** start Record list **
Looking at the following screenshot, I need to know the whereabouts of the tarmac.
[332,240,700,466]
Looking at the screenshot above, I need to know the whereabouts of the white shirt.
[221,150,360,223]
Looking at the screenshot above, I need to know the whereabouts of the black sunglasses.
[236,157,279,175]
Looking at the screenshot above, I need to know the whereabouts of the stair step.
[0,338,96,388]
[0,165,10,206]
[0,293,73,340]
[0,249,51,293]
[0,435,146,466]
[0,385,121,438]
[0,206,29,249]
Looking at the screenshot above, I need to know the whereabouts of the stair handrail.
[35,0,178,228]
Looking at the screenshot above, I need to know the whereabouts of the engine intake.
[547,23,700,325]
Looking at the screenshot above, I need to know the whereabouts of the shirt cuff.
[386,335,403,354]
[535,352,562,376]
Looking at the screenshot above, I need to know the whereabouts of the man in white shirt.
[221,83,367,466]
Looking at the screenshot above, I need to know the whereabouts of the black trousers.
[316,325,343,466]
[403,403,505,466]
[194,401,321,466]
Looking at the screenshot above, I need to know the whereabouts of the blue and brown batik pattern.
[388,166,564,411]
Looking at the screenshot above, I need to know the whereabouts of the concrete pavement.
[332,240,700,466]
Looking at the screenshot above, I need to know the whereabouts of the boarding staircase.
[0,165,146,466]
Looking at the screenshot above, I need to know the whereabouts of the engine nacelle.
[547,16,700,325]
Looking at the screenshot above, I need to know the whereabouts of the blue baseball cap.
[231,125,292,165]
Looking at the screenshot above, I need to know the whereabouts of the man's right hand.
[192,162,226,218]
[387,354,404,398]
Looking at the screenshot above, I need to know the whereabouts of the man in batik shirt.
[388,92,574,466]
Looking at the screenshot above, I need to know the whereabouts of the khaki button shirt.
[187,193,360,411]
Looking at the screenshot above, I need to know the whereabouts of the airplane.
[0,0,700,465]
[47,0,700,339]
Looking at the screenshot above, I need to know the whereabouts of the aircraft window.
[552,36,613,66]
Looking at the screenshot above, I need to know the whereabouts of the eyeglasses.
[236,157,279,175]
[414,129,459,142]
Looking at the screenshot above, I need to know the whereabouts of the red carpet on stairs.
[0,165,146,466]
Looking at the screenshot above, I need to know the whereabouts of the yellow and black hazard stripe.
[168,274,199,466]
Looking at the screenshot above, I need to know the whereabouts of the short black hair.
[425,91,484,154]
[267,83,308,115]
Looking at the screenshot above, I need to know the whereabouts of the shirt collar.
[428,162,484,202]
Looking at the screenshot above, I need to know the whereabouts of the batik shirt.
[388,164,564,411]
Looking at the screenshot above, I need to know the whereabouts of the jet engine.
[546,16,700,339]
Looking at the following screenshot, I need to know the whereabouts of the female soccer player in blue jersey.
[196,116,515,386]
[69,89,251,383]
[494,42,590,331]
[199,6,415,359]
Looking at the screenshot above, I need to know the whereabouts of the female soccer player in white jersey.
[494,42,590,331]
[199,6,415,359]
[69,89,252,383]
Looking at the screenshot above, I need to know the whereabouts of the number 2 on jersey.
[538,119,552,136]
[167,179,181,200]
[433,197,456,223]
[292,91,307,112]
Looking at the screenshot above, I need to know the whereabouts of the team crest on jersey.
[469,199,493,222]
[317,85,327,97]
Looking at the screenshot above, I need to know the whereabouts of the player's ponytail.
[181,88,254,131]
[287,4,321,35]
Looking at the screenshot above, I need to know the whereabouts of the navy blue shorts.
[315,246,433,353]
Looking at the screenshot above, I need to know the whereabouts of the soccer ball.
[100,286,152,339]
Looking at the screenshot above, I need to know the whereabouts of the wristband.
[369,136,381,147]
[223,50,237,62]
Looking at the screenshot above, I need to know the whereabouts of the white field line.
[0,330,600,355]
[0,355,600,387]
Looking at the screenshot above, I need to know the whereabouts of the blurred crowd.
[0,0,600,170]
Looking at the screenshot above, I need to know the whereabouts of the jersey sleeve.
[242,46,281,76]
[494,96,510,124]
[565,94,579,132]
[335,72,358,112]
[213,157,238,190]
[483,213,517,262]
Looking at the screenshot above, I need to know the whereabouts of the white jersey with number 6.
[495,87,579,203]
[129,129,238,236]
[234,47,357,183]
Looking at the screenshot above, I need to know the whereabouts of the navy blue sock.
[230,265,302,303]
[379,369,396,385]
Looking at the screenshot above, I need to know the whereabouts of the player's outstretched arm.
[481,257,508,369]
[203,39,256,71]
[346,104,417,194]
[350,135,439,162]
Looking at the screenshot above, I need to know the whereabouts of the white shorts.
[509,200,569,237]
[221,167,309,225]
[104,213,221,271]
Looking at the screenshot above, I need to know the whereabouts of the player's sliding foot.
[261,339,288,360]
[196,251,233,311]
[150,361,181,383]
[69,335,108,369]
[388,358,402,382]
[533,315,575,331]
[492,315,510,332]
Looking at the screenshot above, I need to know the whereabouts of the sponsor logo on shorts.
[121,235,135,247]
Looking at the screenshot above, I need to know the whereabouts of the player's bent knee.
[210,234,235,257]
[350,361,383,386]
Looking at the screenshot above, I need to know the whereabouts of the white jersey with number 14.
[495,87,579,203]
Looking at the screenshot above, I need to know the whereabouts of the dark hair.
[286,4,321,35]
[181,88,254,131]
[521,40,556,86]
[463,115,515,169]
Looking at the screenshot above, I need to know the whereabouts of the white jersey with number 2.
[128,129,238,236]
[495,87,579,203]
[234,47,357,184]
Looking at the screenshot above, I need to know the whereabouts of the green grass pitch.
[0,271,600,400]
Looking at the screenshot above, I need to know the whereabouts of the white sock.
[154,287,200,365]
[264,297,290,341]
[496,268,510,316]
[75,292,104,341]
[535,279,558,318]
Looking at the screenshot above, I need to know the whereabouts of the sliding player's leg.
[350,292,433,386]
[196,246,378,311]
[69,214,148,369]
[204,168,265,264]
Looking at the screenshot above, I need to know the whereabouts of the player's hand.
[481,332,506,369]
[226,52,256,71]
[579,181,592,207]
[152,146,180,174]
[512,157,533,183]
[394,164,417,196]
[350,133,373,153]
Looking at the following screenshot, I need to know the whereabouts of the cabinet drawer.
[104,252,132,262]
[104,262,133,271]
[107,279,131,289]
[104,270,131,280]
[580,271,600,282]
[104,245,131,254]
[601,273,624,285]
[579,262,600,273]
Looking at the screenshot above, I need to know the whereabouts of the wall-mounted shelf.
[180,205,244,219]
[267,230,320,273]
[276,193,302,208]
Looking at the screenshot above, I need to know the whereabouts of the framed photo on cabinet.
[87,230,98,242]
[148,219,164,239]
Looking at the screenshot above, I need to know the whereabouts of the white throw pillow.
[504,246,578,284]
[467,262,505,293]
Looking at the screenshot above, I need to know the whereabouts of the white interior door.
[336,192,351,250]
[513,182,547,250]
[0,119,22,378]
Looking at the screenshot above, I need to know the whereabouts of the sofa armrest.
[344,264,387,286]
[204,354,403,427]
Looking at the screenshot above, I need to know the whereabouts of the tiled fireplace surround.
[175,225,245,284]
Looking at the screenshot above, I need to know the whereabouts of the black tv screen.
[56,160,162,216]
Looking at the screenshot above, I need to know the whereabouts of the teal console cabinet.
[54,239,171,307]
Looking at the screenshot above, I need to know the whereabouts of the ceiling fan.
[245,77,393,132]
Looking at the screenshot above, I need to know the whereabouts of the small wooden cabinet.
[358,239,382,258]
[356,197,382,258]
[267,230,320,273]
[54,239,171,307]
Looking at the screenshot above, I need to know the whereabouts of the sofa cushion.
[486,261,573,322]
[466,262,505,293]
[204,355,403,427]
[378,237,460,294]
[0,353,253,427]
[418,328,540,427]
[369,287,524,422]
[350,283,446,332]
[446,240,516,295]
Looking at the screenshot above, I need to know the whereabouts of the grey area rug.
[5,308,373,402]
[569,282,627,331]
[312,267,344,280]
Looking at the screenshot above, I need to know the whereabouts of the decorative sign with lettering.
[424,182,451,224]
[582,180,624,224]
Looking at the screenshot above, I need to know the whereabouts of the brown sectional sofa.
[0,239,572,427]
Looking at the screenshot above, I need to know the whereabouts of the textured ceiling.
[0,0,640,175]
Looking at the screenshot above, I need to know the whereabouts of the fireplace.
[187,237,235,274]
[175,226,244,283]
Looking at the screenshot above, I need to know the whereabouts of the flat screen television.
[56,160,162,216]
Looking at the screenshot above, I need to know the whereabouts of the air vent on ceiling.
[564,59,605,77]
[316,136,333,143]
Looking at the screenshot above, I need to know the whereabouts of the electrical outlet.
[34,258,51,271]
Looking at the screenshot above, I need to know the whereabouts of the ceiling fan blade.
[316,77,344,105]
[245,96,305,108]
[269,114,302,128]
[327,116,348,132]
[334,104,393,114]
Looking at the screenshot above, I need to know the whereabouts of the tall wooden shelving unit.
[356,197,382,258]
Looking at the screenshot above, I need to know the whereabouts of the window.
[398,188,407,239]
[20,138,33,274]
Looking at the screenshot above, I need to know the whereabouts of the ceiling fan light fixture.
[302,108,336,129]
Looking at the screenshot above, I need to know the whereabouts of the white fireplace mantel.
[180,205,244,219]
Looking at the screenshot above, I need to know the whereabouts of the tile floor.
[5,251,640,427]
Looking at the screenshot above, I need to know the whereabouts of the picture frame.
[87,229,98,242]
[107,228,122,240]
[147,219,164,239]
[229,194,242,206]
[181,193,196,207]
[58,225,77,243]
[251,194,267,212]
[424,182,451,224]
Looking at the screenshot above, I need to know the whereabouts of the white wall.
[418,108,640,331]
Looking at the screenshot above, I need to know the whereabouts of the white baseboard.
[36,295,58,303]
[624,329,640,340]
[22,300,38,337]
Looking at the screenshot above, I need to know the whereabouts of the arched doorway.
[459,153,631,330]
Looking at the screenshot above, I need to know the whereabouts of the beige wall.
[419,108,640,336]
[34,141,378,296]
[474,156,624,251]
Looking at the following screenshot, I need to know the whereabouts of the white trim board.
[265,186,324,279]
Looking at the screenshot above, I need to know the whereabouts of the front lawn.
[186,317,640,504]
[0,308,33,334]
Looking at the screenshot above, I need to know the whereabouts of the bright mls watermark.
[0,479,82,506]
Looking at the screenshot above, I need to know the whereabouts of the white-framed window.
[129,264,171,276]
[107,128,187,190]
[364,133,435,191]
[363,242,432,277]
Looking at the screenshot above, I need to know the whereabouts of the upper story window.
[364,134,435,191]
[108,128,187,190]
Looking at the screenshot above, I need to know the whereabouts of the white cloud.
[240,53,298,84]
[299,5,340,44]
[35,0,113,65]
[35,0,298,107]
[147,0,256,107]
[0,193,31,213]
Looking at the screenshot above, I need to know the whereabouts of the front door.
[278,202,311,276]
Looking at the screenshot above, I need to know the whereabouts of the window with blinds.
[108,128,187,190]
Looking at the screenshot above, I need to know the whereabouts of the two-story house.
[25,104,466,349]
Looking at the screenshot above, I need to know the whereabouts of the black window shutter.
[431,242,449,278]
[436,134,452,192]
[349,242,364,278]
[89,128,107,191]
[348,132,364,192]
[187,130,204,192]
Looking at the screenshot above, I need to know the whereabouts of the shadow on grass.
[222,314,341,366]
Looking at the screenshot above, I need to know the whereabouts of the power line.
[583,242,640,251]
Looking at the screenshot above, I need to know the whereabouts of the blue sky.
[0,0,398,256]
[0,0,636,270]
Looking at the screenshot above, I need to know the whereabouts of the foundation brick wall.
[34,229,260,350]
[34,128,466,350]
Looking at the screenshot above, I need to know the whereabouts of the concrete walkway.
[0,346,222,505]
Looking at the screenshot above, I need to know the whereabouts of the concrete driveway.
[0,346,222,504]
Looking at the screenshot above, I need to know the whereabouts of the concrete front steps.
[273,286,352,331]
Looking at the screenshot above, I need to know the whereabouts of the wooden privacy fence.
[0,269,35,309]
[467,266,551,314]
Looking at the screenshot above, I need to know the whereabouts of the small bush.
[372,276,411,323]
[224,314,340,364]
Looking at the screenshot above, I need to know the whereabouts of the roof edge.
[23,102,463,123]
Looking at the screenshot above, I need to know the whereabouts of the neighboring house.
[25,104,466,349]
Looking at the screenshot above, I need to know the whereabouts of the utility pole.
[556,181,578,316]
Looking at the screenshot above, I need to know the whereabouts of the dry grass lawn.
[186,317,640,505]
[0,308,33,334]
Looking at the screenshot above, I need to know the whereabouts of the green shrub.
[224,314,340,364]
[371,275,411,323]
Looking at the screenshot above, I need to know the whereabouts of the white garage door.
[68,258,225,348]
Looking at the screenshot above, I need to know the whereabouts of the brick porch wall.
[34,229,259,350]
** end Record list **
▶ _Requirements_
Starting at the first line of the items and ending at the line that contains "[388,92,574,466]", give every line as an entry in a numbered list, leaving out any blank lines.

▶ _Expected answer_
1. Looking at the following screenshot, I need to know the whereabouts of the tarmac.
2. [332,240,700,466]
3. Looking at the screenshot above, I need to know the whereabouts of the white shirt.
4. [221,150,360,223]
5. Looking at the screenshot above, I need to know the whereabouts of the black sunglasses.
6. [236,157,279,175]
7. Looking at the screenshot above, I need to know the whereabouts of the stair step.
8. [0,338,96,388]
9. [0,165,10,206]
10. [0,293,73,340]
11. [0,249,51,293]
12. [0,435,146,466]
13. [0,385,121,438]
14. [0,206,29,249]
15. Looking at the screenshot above, I need to know the whereabouts of the stair handrail.
16. [35,0,178,228]
17. Looking at the screenshot above, I need to know the whereabouts of the engine intake.
18. [547,23,700,325]
19. Looking at the screenshot above, I need to know the whereabouts of the shirt cuff.
20. [386,335,403,354]
21. [535,352,562,376]
22. Looking at the screenshot above, I need to know the whereabouts of the man in white shirt.
23. [221,83,367,466]
24. Looking at the screenshot above, I need to know the whereabouts of the black trousers.
25. [316,325,343,466]
26. [403,403,505,466]
27. [194,401,321,466]
28. Looking at the screenshot above, I need to know the whereabouts of the blue and brown batik pattern.
29. [388,166,564,411]
30. Looking at the screenshot above, I need to know the whereabouts of the concrete pavement.
31. [332,240,700,466]
32. Looking at the screenshot above, I need to know the whereabouts of the boarding staircase.
33. [0,165,146,466]
34. Looking at the screenshot above, I need to know the whereabouts of the engine nacelle.
35. [547,16,700,325]
36. Looking at the screenshot above, I need to know the whereabouts of the blue baseball cap.
37. [231,125,292,165]
38. Looking at the screenshot above, I need to know the whereabouts of the man's right hand.
39. [192,162,226,218]
40. [387,354,404,398]
41. Looking at the screenshot above, I need to know the whereabouts of the man in batik shirt.
42. [388,92,574,466]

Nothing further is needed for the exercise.